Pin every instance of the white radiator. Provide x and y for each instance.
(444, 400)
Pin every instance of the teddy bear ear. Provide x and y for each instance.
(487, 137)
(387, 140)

· · · · ·

Return the whole listing exactly.

Pin every instance of the white radiator. Provide x and y for each instance.
(444, 400)
Pin every instance of the teddy bear ear. Provide x and y for each instance.
(487, 137)
(387, 140)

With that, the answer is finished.